Data to process:
━━━━━━━━━━━━━━━━━━━━
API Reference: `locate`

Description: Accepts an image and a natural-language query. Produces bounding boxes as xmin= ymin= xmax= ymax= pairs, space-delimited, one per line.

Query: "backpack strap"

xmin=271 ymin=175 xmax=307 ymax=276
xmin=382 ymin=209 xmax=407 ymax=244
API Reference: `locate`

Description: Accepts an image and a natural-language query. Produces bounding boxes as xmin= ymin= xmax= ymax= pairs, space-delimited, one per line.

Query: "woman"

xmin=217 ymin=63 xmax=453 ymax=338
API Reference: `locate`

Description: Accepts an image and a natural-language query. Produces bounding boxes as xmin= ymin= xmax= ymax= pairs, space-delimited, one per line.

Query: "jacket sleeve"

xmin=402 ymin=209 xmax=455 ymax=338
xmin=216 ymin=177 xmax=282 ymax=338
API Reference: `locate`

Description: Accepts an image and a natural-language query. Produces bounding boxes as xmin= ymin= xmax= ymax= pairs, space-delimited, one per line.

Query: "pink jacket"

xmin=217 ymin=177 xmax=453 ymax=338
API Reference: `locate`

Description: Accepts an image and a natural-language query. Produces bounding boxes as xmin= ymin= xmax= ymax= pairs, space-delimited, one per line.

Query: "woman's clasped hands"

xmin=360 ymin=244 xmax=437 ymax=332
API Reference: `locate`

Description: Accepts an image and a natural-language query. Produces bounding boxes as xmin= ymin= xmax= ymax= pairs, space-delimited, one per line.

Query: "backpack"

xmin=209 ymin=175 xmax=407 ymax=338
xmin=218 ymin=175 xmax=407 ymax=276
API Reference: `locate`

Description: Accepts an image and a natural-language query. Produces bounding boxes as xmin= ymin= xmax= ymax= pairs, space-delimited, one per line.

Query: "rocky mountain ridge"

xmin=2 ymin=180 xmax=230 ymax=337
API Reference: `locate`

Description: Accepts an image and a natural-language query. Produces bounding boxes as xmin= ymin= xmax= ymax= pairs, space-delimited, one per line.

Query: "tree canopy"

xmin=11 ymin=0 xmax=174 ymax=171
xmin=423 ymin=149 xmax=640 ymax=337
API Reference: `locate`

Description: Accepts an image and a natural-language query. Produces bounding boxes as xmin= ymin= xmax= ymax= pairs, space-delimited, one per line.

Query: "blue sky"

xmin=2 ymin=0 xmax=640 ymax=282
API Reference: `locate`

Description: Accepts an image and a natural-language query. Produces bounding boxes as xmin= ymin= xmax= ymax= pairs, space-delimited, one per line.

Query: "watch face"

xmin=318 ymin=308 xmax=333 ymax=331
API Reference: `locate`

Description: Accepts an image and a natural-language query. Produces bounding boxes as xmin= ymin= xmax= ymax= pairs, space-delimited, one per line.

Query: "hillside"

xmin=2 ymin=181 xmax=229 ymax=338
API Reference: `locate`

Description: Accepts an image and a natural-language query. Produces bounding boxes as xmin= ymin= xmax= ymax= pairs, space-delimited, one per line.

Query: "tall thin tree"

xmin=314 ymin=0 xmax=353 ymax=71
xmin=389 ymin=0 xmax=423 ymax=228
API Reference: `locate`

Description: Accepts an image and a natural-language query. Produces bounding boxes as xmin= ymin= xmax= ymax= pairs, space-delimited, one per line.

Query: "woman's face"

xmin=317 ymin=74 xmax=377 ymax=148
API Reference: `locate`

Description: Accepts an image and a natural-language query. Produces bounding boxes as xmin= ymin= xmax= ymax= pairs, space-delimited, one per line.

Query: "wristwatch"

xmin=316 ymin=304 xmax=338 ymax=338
━━━━━━━━━━━━━━━━━━━━
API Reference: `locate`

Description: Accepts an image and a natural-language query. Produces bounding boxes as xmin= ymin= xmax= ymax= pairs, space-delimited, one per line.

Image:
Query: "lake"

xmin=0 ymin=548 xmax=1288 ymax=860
━━━━━━━━━━━━━━━━━━━━
Exercise directions: Pull out every line of the items above that includes the string "jacket", and copy each such line in full.

The reply:
Query: "jacket sleeve"
Query: "pink jacket"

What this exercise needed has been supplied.